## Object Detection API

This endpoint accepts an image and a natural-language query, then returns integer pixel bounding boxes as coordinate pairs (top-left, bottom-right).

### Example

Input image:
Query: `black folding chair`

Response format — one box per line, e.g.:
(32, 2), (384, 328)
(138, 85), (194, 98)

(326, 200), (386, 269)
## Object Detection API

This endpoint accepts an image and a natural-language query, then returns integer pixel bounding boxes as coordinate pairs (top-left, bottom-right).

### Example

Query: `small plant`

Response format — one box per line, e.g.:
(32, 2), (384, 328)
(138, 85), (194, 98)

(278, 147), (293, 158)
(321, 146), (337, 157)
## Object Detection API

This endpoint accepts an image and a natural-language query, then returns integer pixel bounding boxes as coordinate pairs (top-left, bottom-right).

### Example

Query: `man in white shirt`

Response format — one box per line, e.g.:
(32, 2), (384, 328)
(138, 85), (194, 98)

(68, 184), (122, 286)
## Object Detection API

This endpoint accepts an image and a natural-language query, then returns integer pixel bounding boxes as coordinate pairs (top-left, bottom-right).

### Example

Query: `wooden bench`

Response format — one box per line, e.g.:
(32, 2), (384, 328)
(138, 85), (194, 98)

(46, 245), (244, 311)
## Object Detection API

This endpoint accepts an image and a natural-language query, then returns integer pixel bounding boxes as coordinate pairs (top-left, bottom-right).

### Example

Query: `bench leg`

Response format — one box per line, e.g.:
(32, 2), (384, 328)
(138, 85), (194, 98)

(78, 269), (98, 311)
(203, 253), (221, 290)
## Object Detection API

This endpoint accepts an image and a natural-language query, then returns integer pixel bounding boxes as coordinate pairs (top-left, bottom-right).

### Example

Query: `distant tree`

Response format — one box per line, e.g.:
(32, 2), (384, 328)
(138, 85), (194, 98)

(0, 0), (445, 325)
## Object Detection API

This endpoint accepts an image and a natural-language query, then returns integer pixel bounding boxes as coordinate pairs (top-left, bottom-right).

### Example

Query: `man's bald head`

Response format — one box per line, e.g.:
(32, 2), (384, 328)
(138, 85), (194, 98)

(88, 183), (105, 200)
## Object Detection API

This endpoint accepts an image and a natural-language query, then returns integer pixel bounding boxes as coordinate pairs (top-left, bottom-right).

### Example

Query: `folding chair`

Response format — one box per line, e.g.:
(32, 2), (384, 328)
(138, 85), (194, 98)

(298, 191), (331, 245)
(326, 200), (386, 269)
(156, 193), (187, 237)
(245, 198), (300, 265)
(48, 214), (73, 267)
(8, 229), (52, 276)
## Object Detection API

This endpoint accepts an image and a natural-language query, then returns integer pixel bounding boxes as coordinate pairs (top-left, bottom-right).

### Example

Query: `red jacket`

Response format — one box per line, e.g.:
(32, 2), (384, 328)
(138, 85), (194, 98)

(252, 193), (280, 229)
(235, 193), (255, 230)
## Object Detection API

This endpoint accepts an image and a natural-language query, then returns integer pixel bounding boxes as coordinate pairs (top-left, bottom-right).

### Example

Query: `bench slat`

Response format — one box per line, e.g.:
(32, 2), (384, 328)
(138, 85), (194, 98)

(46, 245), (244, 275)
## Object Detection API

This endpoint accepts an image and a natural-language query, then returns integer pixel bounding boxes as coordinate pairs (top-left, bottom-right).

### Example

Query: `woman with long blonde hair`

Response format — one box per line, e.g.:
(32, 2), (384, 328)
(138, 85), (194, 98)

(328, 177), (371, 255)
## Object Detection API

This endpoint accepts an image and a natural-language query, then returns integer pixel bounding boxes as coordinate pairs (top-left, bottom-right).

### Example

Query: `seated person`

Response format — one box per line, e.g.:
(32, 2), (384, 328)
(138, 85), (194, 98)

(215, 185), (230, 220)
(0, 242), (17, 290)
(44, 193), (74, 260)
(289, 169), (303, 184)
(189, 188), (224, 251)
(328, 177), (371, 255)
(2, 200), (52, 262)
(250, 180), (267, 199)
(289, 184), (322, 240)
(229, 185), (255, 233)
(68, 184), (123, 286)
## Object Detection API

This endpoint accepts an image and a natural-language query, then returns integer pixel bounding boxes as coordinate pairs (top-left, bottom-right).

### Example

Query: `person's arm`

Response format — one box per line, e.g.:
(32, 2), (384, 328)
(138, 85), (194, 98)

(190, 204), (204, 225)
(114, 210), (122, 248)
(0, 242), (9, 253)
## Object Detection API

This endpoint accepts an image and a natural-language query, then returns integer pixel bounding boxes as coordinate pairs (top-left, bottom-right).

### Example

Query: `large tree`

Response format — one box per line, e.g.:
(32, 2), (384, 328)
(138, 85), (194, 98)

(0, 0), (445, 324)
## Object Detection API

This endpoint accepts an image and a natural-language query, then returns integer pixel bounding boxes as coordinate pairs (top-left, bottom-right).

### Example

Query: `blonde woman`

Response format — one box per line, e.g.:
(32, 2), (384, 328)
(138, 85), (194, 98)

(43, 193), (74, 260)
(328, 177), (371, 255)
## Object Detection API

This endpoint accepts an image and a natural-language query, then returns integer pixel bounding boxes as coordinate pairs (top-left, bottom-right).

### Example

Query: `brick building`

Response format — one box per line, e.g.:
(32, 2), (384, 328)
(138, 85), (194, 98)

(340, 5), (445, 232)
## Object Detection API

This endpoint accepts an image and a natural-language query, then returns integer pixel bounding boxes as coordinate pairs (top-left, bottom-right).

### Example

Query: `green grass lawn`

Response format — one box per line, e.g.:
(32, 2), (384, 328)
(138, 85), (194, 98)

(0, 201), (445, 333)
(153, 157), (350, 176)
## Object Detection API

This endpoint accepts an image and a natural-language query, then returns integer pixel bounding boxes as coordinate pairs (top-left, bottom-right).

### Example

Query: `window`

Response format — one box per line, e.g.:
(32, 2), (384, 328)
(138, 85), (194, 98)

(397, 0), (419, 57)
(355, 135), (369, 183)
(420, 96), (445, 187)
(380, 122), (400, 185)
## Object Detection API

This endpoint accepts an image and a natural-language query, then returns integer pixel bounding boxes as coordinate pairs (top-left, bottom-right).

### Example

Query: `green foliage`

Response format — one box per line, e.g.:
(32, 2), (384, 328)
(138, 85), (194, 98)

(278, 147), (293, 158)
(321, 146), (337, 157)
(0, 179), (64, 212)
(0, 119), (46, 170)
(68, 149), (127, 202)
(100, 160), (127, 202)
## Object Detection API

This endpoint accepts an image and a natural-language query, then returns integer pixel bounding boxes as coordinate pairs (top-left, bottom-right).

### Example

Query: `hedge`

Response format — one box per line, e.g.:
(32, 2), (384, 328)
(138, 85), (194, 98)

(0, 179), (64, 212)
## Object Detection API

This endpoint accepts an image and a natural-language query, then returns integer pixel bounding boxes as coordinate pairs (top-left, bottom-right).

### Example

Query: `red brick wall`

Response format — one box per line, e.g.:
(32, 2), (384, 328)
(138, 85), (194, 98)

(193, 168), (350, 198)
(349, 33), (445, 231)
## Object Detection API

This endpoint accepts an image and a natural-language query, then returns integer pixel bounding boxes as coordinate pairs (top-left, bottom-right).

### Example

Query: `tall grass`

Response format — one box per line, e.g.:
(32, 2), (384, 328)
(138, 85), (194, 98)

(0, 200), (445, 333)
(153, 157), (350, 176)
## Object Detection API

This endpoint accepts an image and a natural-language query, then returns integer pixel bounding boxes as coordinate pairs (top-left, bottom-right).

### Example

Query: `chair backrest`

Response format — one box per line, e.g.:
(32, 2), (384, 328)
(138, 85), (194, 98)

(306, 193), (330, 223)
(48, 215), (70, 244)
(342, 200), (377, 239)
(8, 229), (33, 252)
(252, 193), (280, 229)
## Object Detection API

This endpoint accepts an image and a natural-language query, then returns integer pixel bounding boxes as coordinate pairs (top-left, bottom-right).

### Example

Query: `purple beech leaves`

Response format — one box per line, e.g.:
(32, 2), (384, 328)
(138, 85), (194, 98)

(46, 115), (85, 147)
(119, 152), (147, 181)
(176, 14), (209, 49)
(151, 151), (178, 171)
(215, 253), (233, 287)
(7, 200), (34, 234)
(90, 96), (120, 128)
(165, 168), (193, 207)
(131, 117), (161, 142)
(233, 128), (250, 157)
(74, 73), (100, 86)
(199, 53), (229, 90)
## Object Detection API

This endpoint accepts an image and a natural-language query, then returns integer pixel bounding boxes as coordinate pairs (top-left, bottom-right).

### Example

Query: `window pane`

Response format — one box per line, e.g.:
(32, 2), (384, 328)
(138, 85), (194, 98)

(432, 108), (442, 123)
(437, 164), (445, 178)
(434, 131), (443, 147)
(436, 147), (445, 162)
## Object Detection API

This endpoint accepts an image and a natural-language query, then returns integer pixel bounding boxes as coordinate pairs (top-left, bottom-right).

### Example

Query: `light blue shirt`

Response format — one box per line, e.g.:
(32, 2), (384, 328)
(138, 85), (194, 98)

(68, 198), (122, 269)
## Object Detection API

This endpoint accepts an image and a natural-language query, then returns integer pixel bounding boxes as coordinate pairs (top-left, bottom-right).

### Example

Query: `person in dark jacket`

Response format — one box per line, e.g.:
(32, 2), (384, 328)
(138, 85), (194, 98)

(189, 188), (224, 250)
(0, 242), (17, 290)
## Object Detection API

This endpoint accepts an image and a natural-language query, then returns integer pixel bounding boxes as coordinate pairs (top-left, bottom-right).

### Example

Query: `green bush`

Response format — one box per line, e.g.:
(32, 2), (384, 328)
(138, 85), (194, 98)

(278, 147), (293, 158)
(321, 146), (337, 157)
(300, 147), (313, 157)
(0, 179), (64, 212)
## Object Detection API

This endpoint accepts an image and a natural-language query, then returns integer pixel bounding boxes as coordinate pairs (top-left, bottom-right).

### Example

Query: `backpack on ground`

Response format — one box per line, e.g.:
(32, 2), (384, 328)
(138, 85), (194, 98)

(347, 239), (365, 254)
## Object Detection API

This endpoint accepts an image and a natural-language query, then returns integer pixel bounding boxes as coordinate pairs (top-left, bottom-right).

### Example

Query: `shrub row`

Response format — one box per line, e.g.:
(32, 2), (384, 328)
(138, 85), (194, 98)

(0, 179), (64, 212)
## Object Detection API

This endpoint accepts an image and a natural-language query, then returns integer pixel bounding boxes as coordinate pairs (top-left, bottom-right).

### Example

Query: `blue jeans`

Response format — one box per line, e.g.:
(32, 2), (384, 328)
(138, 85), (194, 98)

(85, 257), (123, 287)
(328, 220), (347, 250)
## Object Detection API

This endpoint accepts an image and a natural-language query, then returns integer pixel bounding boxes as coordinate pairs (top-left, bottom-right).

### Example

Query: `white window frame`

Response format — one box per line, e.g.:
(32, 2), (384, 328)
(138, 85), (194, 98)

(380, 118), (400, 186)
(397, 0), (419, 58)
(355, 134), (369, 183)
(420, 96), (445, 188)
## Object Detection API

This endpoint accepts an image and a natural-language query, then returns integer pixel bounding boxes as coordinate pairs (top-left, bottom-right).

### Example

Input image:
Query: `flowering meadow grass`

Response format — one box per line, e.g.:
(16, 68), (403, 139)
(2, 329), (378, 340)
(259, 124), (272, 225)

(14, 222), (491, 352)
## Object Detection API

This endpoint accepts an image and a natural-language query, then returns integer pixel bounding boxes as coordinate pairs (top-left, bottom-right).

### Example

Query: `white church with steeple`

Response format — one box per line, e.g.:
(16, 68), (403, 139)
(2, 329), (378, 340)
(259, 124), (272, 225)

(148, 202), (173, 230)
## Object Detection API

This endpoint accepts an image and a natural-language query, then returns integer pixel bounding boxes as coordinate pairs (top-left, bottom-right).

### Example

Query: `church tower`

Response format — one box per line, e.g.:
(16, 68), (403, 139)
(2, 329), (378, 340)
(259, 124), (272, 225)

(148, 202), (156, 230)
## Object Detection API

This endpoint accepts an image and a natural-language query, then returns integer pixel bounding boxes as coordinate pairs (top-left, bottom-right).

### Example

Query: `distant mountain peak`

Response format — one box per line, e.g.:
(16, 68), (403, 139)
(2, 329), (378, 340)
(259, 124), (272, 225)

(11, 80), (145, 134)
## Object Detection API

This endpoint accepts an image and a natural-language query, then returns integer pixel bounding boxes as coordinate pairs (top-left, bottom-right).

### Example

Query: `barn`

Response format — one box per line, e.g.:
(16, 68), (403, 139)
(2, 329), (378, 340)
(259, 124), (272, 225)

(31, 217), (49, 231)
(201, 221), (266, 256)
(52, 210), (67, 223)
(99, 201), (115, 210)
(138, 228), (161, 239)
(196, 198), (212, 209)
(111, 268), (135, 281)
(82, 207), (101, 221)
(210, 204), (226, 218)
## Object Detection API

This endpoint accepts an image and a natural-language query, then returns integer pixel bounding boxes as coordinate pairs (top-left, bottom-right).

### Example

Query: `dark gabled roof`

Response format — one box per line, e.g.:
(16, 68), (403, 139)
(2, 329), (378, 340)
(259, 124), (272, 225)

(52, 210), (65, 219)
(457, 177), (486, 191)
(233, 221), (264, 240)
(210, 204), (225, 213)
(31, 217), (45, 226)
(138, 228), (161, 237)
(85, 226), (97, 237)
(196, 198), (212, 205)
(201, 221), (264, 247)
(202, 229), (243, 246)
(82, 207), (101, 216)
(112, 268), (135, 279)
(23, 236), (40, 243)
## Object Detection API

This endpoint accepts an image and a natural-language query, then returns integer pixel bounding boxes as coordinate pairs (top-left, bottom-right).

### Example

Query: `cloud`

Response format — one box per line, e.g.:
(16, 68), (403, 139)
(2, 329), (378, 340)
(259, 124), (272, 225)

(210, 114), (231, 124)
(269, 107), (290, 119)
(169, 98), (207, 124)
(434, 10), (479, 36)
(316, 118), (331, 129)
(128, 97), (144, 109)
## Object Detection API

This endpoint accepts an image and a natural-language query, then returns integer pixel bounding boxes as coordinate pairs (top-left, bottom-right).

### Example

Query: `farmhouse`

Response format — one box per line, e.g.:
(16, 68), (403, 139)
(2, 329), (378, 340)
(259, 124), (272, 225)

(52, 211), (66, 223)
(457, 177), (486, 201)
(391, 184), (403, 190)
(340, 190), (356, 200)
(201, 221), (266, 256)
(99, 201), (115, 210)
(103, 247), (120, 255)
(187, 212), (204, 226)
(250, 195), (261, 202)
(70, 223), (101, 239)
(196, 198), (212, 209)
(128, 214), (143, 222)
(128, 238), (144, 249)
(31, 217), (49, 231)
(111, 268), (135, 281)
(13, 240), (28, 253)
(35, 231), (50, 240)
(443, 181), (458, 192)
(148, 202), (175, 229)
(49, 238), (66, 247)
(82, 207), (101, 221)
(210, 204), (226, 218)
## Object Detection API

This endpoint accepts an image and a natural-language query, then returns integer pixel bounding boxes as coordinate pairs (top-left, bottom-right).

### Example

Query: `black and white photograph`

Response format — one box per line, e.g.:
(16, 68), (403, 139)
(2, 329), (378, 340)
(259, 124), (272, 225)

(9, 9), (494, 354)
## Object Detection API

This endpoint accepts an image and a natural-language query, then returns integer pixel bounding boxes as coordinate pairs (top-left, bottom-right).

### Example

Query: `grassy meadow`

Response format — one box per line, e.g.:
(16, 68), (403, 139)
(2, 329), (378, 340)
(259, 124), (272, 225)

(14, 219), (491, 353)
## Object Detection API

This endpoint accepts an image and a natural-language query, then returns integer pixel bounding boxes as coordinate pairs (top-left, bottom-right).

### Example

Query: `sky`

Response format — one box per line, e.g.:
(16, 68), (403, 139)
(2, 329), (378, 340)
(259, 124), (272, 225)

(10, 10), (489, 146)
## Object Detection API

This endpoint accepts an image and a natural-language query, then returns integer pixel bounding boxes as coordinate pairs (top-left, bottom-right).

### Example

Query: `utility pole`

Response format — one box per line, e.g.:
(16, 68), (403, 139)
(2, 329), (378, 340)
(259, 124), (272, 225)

##########

▶ Exercise requirements
Pull out every line in the rows above that contains the string "folding", and treat uppercase and lowercase as different.

▶ Finished answer
Query: `black folding chair`
Query: `folding chair`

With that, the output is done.